● Excerpted records
= Beginning of Section =
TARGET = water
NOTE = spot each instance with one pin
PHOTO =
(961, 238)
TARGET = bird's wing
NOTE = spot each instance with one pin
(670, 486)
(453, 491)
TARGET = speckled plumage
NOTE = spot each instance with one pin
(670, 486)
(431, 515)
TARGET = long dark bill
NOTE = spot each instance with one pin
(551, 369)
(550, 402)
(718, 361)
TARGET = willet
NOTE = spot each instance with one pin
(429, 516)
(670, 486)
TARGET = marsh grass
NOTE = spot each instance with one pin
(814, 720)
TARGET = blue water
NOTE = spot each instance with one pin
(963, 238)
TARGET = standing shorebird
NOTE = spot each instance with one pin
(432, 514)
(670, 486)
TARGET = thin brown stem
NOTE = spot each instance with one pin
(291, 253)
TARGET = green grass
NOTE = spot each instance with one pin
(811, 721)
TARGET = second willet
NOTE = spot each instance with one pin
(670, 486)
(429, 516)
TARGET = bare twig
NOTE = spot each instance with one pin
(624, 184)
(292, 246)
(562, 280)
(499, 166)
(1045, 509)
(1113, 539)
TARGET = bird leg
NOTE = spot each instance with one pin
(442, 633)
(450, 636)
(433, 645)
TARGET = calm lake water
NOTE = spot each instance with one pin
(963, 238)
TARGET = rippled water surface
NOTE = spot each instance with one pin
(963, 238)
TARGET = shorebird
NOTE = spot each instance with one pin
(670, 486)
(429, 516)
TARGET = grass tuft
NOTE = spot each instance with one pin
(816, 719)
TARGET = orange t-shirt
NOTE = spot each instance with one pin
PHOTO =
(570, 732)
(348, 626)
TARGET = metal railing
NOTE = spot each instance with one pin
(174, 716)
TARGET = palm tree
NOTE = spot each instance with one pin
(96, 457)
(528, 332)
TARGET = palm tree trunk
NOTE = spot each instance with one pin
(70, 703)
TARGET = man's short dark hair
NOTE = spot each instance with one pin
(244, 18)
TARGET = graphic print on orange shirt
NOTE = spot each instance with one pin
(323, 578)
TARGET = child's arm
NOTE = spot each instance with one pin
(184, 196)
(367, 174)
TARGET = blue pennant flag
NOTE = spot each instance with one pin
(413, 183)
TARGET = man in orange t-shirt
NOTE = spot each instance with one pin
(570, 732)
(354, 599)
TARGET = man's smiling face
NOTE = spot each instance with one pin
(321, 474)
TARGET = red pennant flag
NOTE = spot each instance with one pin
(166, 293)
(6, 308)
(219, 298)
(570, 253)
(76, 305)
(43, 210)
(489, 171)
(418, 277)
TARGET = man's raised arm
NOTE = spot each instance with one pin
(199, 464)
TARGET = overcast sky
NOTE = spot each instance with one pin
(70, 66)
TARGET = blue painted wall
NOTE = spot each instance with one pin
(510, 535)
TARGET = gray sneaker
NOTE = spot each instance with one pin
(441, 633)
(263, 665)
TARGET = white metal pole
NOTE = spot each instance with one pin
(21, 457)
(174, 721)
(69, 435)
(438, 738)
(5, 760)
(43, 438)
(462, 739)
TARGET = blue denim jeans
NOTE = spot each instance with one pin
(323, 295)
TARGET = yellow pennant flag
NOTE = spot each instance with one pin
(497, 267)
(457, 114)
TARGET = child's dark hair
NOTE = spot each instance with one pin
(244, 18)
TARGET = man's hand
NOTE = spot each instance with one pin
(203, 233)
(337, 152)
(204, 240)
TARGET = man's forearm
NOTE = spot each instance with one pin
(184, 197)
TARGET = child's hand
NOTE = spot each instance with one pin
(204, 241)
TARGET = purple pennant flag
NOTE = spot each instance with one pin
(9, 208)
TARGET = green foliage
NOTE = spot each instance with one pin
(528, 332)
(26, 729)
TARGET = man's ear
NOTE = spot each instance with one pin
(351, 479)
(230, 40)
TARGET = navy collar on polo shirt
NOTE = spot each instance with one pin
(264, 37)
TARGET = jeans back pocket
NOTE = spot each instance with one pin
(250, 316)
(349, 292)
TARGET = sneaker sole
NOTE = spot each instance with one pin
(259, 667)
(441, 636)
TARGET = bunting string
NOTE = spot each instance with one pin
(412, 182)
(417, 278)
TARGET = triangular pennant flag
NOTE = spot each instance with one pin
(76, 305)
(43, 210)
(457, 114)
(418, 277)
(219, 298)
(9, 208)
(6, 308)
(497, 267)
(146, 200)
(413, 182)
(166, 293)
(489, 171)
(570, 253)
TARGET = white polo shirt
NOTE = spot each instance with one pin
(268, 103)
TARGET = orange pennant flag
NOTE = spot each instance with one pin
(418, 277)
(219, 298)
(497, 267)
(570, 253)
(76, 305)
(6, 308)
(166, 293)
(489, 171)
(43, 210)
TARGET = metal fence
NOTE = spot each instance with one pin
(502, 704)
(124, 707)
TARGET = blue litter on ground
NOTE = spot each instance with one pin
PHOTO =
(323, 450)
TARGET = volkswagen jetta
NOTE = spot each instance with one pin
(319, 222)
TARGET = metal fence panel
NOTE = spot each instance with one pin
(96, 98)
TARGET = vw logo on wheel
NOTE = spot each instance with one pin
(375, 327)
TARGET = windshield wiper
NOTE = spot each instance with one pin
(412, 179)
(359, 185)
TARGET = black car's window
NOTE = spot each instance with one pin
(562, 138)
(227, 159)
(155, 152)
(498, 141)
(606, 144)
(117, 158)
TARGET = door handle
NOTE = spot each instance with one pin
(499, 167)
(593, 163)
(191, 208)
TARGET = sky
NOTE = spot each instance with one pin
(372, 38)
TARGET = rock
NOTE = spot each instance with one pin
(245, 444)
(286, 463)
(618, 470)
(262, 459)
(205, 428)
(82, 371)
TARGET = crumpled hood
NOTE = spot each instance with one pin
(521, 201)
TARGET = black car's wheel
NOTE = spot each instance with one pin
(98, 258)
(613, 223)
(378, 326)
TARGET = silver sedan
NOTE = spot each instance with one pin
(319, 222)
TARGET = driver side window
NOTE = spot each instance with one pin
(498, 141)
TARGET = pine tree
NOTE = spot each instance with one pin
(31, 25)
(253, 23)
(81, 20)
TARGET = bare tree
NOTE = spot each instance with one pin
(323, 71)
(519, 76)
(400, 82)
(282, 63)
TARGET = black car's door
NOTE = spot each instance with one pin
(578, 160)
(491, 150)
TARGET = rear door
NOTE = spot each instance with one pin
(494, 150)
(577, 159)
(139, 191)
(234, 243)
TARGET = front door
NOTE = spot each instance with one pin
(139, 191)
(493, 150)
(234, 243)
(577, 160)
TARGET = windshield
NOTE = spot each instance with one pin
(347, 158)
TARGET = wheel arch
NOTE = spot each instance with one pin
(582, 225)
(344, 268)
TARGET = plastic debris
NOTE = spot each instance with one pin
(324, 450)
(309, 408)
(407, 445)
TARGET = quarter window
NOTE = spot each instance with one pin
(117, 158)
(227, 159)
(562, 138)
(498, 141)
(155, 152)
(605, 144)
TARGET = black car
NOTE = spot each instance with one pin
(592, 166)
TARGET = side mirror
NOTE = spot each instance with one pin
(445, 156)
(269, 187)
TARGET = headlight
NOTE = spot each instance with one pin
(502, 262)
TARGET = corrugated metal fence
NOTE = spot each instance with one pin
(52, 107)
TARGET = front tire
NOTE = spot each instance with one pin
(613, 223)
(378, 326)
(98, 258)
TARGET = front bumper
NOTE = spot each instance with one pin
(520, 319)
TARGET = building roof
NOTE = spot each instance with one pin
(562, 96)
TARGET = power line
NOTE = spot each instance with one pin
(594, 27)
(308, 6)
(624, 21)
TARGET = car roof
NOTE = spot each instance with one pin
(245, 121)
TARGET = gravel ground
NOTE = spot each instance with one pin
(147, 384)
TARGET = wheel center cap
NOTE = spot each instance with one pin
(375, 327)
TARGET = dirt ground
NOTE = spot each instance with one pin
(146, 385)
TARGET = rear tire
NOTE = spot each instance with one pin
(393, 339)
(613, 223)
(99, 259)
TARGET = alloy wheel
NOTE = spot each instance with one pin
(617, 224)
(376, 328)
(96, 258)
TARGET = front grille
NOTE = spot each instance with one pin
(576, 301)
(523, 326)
= End of Section =
● Try it
Copy each line of the preceding material that contains "window".

● Task answer
TARGET = black car's window
TARGET = driver side window
TARGET = quarter window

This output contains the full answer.